■ Aim of the exercise:
Your task is to copy the stretch of lines in the records below that begins with the line containing "negative clicks: (200, 218) (233, 231)" and ends with the line containing "218V211L226 199H215L203 206L202", exactly as written, with nothing added.

════════

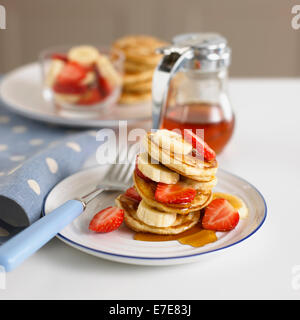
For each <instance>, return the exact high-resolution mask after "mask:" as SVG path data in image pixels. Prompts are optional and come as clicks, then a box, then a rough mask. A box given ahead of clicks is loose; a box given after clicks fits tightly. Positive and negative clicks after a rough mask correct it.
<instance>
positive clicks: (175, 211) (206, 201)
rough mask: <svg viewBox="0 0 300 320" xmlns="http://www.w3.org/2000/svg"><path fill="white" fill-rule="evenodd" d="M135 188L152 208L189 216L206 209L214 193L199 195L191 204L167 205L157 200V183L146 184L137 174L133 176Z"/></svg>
mask: <svg viewBox="0 0 300 320" xmlns="http://www.w3.org/2000/svg"><path fill="white" fill-rule="evenodd" d="M133 182H134V186H135V188H136V190H137V192H138V193H139V195H140V196H141V197H142V198H143V200H144V201H145V202H146V203H147V204H148V205H149V206H151V207H153V208H156V209H158V210H160V211H162V212H170V213H178V214H188V213H190V212H194V211H198V210H200V209H202V208H204V207H206V206H207V205H208V204H209V202H210V201H211V199H212V193H211V192H210V193H208V194H203V193H198V194H197V195H196V197H195V198H194V200H193V201H192V202H191V203H185V204H165V203H162V202H158V201H156V200H155V196H154V195H155V189H156V183H155V182H150V183H149V182H146V181H145V180H143V179H142V178H140V177H139V176H138V175H137V174H136V173H135V172H134V174H133Z"/></svg>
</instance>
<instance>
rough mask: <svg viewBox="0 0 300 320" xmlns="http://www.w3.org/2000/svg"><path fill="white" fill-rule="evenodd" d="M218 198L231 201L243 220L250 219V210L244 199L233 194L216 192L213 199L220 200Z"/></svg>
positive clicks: (230, 203) (227, 200)
mask: <svg viewBox="0 0 300 320" xmlns="http://www.w3.org/2000/svg"><path fill="white" fill-rule="evenodd" d="M218 198H221V199H225V200H227V201H229V202H230V204H231V205H232V206H233V207H234V208H235V209H236V210H237V211H238V212H239V215H240V218H241V219H246V218H247V217H248V208H247V206H246V204H245V202H244V201H243V200H242V199H240V198H238V197H237V196H234V195H232V194H228V193H222V192H215V193H214V194H213V199H218Z"/></svg>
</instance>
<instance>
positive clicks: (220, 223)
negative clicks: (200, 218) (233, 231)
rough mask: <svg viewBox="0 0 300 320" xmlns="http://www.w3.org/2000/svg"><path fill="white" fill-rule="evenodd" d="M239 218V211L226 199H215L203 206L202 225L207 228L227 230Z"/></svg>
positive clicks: (222, 230)
mask: <svg viewBox="0 0 300 320" xmlns="http://www.w3.org/2000/svg"><path fill="white" fill-rule="evenodd" d="M239 220H240V216H239V213H238V212H237V211H236V210H235V209H234V208H233V206H232V205H231V204H230V203H229V202H228V201H227V200H225V199H215V200H213V201H212V202H211V203H210V204H209V205H208V206H207V207H206V208H205V211H204V216H203V219H202V226H203V228H204V229H208V230H215V231H229V230H232V229H234V228H235V227H236V225H237V224H238V222H239Z"/></svg>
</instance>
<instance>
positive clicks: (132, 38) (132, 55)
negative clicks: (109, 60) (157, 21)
mask: <svg viewBox="0 0 300 320" xmlns="http://www.w3.org/2000/svg"><path fill="white" fill-rule="evenodd" d="M166 45H167V43H166V42H163V41H161V40H159V39H157V38H154V37H151V36H144V35H136V36H134V35H132V36H126V37H123V38H120V39H118V40H117V41H115V42H114V44H113V48H115V49H118V50H120V51H122V52H123V53H124V55H125V57H126V60H127V61H131V62H133V63H143V64H147V65H151V66H153V67H154V66H156V65H157V63H158V62H159V61H160V59H161V55H160V54H157V53H156V49H157V48H160V47H163V46H166Z"/></svg>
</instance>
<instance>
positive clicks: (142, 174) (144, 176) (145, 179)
mask: <svg viewBox="0 0 300 320" xmlns="http://www.w3.org/2000/svg"><path fill="white" fill-rule="evenodd" d="M138 157H139V155H137V156H136V163H135V172H136V174H137V175H138V176H139V177H140V178H142V179H143V180H145V181H147V182H151V181H152V180H151V179H150V178H148V177H146V176H145V175H144V174H143V173H142V171H141V170H140V169H139V168H138V164H137V163H138Z"/></svg>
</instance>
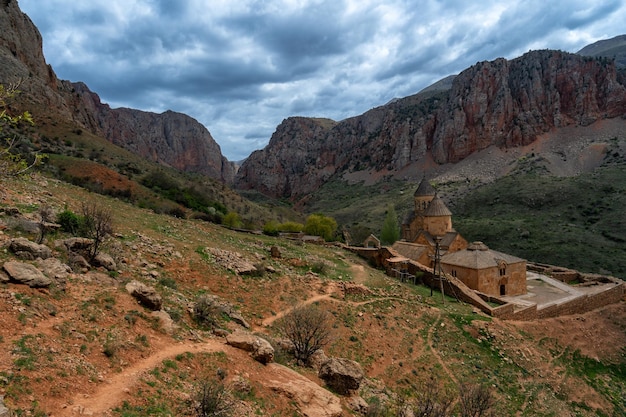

════════

■ Solution to this problem:
negative clicks: (200, 218) (233, 231)
rough mask: <svg viewBox="0 0 300 320" xmlns="http://www.w3.org/2000/svg"><path fill="white" fill-rule="evenodd" d="M239 218V211L226 199H215L203 206L202 225L207 228L227 230Z"/></svg>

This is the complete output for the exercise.